ASSIGNMENT A:
In the text on patient reviews of doctors, what has the government used survey results to do?
ASSIGNMENT B:
The text on patient reviews of doctors has three paragraphs that begin "A potentially big problem," "Another issue," and "Let's remember." List the drawback of reviewing doctors that each of these paragraphs raises.
ASSIGNMENT C:
Go on with the text about patient reviews of doctors, starting after its last sentence.

EXTRACT PROVIDED:
A growing trend in healthcare has been toward a more patient-centered approach, and patient satisfaction surveys are increasingly used as a measure of quality of care. The government has used survey results to withhold compensation from hospitals, so it makes sense that the issue of reviewing doctors would be a hotly-debated topic.
Here are some of the pros and cons of such a practice (this time in reverse order for a change!)
The first and most important question we should be asking is: Have patient satisfaction surveys actually helped improve the quality of care?
In a paper published in The Practice of Emergency Medicine, the authors state that the literature available demonstrates that there's little consensus about the association between patient experience and the technical quality of care as related to improved health outcomes measures.
They go on further to state that [a] number of studies have failed to demonstrate an association between patient satisfaction and the clinical technical quality of care." The authors conclude by explaining, that based on their review of the available data, they found evidence that has been contradictory suggesting that clinical quality and patient experience may be different domains.
A potentially big problem involves patients demanding useless tests and treatments, and forcing physicians to succumb in order to avoid a bad patient review. Patients usually lack medical expertise, which is why they visit the doctor in the first place. So as a result, what they are rating may not be an accurate measurement of the quality of the medical information they eventually receive.
Another issue involves the possibly of violating the Health Insurance Portability and Accountability Act, commonly known as the HIPAA law, which safeguards a patient s right to privacy. It would blur ethical boundaries for the physician to respond to patients' reviews, so that limits interaction and could possibly breed resentment between the parties.
Let's remember that doctors are not cars, or blenders, or any other inanimate object that yield the same result irrespective of the consumer. It is not uncommon for patients to confuse like-ability with quality of care. Again, how can anyone be certain that the reviews are true reflections of the doctor s skill?

MATERIAL SHOWN:
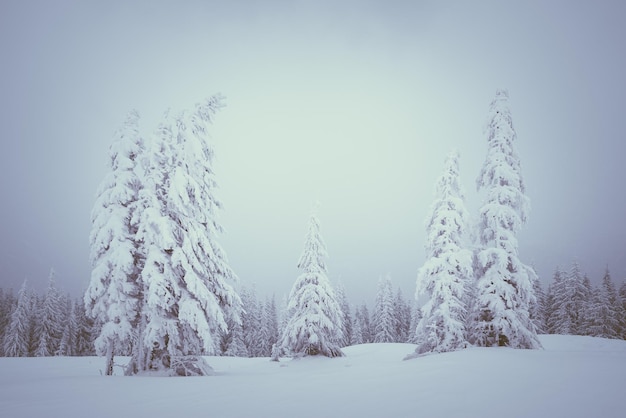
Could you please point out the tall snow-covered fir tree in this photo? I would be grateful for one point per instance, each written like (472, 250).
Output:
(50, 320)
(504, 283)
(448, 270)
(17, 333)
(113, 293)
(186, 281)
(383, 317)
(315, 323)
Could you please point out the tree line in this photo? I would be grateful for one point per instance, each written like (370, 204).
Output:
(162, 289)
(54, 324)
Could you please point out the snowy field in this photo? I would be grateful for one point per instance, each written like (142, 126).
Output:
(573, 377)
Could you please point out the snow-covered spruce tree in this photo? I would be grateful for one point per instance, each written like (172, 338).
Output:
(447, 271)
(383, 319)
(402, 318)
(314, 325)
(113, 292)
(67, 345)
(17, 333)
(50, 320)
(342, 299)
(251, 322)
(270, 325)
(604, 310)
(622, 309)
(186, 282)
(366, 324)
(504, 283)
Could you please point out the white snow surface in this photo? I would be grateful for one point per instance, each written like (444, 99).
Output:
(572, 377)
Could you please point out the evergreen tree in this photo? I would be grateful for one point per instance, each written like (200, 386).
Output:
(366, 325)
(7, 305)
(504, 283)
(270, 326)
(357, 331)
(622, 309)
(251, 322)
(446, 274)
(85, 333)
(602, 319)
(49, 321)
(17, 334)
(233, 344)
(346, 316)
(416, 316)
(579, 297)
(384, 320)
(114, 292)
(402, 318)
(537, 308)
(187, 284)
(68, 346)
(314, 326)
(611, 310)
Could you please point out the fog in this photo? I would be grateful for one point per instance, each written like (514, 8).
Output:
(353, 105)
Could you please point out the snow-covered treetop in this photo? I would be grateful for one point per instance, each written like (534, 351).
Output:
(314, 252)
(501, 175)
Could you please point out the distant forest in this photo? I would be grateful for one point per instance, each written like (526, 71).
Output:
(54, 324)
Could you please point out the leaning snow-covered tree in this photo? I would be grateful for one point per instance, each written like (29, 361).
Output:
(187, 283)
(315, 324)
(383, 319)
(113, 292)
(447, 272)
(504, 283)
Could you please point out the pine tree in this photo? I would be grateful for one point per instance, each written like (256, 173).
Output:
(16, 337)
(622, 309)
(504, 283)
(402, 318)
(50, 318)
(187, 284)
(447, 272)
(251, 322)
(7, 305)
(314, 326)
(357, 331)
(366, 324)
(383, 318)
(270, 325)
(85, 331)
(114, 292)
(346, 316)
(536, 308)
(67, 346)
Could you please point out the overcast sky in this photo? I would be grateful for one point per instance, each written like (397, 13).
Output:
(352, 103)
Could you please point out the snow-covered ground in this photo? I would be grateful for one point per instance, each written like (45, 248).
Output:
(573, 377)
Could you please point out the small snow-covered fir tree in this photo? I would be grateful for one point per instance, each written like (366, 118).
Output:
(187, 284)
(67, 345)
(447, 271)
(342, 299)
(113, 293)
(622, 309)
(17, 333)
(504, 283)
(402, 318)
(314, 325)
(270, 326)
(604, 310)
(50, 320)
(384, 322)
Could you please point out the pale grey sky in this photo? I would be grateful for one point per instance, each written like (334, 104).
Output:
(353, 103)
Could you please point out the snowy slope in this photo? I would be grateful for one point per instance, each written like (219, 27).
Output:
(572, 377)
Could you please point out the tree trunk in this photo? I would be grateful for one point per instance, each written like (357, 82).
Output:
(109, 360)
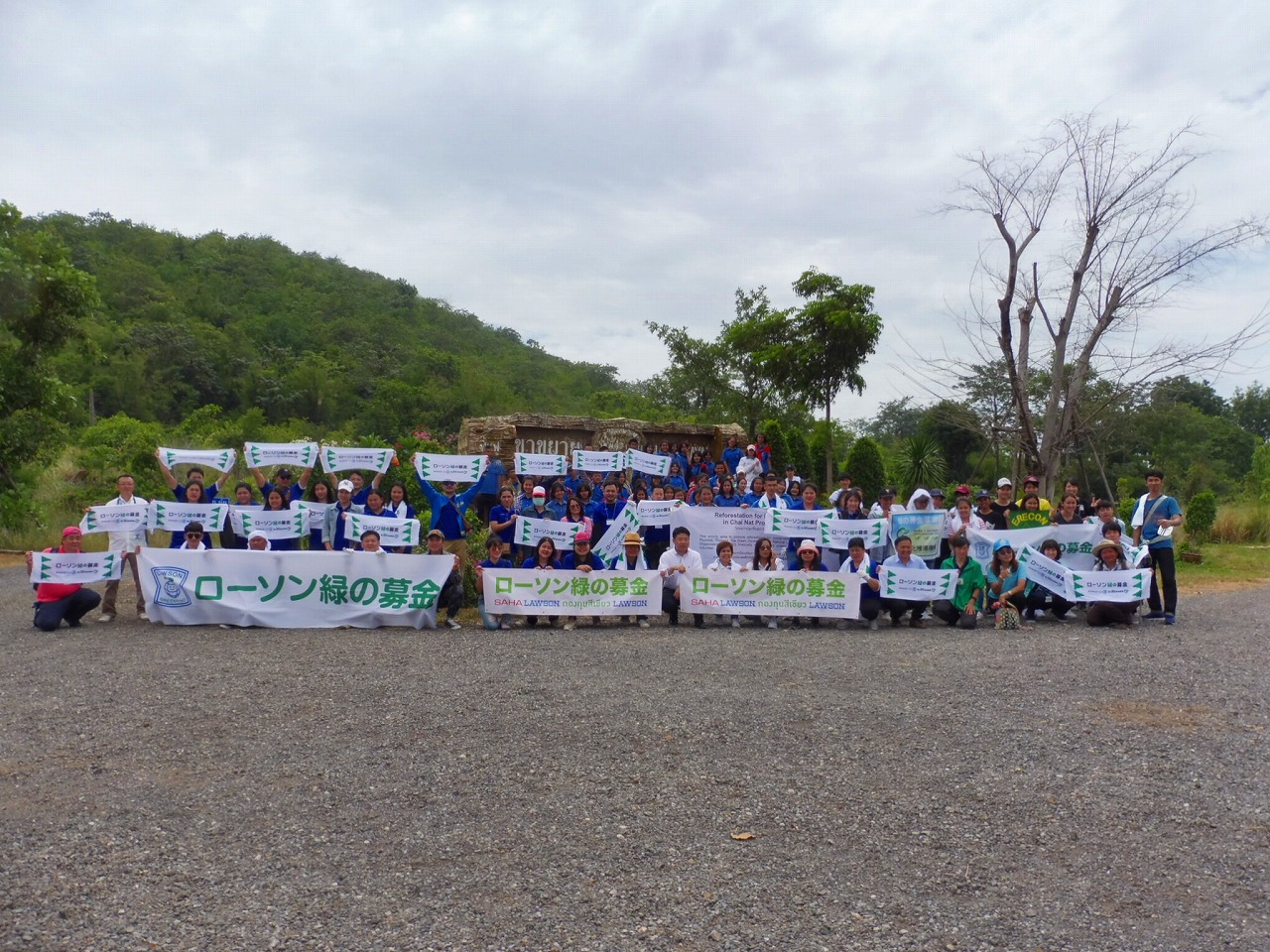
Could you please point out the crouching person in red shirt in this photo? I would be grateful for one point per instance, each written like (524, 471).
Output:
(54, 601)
* * *
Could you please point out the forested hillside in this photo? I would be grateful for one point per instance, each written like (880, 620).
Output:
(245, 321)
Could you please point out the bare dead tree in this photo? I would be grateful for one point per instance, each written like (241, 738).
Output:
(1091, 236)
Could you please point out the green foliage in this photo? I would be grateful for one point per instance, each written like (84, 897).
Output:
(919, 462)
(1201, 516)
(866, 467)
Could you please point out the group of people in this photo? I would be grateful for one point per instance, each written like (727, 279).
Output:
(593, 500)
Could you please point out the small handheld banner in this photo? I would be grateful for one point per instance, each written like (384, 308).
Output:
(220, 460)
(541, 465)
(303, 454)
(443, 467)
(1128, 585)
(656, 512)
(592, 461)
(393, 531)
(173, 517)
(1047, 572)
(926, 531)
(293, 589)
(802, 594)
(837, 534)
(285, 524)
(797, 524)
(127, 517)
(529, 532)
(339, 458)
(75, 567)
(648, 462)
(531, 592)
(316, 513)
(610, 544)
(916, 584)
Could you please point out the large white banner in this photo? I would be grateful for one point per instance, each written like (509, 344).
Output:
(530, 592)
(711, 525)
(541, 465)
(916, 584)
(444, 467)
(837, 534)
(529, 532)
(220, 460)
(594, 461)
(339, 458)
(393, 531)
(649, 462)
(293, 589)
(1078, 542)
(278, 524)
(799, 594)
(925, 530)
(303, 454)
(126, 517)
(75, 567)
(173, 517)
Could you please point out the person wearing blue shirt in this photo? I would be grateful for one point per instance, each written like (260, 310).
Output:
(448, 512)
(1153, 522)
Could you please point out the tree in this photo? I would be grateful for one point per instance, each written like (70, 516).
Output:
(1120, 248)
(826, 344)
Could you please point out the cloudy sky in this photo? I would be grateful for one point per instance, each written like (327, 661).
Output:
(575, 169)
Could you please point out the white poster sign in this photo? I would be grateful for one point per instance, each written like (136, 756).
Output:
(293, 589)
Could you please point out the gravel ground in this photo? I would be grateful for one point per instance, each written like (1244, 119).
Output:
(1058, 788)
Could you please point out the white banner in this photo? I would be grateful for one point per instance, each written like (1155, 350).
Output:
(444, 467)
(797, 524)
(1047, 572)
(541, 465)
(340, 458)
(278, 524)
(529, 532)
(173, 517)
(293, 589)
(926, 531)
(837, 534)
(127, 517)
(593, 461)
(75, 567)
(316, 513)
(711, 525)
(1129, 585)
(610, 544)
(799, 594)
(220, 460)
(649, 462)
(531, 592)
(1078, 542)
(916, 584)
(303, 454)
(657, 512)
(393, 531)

EXERCISE RESULT A:
It has used them to withhold compensation from hospitals.

EXERCISE RESULT B:
- Patients may demand useless tests and treatments, and physicians may give in to avoid a bad review. Because patients usually lack medical expertise, their ratings may not accurately measure the quality of the medical information they receive.
- Responding to reviews could violate the HIPAA law and blur ethical boundaries for the physician. That limits interaction and could breed resentment between patients and doctors.
- Patients may confuse like-ability with quality of care, so no one can be certain that reviews truly reflect a doctor's skill.

EXERCISE RESULT C:
Reviews of physicians provide the patients with a degree of leverage. This can also make it potentially intimidating for doctors, and for them, in turn, to develop a degree of mistrust. Moreover, studies have shown that consumers are much more likely to write a negative review than a positive one. Patients may avoid a doctor who is very skilled in his/her duties, simply based on negative ratings or reviews.
On the other side of the ledger, a positive aspect of physician reviews is the notion of the wisdom of the crowds, in that any single review may not carry as much weight as the overall assessment. Any negative review could be an outlier if the general consensus is positive.
Additionally, physician reviews could provides doctors the opportunity to see where and what they can improve. They may not have been aware of patients' dissatisfaction. Online reviews can take away the fear of the patient to criticize their doctor because they are in a safe space.
To genuinely measure actual quality of care through surveys, I feel is tough, if not impossible to accomplish -- there are simply too many confounders and data prove that. Online reviews are problematic, as they are driven by emotion, especially when regarding other humans.
It's important to keep in mind that reviews of hospitals have not led to improved patient outcomes. Similarly, it's hard to see how online reviews of physicians can have a different result for patients. In my opinion, doctors are practicing defensively already, and to add the threat of bad online reviews can only further damage relationships, helping to erode an essential foundation of trust. That does not sound like improved quality of care.